● **Task statement**:
In the entries below, find the line with "positive clicks: (96, 115) (104, 108)" and the line with "positive clicks: (170, 92) (169, 79)"; give again those lines and every line between them, exactly.

● **Extracted records**:
····················
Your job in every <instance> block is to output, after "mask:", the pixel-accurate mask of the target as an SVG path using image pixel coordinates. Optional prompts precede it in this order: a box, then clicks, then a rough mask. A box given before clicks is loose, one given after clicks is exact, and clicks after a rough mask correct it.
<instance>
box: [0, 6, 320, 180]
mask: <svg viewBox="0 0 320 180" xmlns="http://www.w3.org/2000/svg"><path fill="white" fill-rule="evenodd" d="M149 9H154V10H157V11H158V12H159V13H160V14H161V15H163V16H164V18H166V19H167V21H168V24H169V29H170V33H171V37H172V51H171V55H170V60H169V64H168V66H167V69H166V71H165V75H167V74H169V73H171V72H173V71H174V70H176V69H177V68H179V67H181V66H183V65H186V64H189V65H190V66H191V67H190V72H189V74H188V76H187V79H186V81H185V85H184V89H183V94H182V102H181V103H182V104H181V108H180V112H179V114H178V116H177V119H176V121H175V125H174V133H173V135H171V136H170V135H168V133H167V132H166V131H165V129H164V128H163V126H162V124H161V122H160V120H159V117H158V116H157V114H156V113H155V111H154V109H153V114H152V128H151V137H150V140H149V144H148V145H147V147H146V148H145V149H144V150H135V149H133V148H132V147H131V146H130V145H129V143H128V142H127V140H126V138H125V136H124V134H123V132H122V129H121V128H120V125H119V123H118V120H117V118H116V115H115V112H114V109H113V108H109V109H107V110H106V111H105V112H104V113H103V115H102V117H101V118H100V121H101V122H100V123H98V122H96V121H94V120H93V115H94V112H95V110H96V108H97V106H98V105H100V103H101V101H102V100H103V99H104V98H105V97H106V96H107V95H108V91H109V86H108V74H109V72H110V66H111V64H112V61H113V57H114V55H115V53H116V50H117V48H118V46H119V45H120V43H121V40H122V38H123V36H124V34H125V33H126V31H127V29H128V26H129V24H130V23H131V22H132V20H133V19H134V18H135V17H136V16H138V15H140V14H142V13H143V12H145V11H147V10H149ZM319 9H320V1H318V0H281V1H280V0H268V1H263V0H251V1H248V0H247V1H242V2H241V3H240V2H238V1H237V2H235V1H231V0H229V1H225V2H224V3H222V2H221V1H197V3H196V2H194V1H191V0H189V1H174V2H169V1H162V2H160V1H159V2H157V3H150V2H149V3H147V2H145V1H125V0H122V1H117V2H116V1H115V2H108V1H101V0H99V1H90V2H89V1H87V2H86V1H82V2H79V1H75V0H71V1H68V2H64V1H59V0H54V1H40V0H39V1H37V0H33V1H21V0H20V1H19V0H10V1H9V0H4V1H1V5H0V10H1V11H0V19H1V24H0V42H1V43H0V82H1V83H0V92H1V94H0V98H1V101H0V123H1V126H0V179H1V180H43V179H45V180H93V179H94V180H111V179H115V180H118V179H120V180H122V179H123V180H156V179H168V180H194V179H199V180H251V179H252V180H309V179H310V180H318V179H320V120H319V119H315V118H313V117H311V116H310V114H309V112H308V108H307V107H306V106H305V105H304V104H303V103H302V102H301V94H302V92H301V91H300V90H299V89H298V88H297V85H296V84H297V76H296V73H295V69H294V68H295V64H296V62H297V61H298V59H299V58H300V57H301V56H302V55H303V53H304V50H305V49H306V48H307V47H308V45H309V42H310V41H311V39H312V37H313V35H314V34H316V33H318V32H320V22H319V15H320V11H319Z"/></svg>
····················
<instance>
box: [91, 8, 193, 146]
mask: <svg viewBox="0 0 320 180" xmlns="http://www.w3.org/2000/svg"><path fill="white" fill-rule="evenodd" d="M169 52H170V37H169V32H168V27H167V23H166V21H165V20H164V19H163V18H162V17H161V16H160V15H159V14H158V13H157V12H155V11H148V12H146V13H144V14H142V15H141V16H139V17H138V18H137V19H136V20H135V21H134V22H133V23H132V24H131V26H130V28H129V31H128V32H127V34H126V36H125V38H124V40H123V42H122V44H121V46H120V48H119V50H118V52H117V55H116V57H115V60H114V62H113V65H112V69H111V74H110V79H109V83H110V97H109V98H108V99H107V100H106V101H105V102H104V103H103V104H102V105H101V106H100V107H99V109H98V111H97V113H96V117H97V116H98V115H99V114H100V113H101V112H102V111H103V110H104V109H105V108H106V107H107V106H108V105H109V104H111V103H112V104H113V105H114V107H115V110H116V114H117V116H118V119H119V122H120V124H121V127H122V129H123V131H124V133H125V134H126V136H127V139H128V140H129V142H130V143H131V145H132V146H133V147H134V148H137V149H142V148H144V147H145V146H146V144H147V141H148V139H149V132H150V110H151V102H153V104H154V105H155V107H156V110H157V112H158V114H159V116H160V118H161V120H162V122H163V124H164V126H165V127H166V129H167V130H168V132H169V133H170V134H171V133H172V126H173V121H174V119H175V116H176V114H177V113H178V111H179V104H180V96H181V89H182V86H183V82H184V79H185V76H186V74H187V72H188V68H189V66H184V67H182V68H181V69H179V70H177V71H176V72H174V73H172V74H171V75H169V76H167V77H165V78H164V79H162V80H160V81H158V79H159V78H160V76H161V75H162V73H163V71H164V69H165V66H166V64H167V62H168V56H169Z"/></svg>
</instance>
····················
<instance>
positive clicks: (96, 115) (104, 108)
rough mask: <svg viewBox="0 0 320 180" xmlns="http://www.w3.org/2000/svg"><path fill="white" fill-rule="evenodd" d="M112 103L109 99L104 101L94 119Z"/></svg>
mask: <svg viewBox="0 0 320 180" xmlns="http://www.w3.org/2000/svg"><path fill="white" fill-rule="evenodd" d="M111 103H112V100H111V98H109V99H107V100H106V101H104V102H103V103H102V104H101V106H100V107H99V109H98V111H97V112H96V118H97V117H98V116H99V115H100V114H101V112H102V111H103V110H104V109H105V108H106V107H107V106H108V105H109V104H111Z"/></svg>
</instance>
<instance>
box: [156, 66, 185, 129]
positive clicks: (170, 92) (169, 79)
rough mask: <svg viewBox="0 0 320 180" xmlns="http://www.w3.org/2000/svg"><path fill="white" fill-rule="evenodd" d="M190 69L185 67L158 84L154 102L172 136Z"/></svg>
····················
● **Completed exercise**:
positive clicks: (96, 115) (104, 108)
rough mask: <svg viewBox="0 0 320 180" xmlns="http://www.w3.org/2000/svg"><path fill="white" fill-rule="evenodd" d="M112 103L109 99L104 101L94 119Z"/></svg>
mask: <svg viewBox="0 0 320 180" xmlns="http://www.w3.org/2000/svg"><path fill="white" fill-rule="evenodd" d="M111 103H112V100H111V98H109V99H107V100H106V101H104V102H103V103H102V104H101V106H100V107H99V109H98V111H97V112H96V118H97V117H98V116H99V115H100V114H101V112H102V111H103V110H104V109H105V108H106V107H107V106H108V105H109V104H111Z"/></svg>
</instance>
<instance>
box: [156, 66, 185, 129]
positive clicks: (170, 92) (169, 79)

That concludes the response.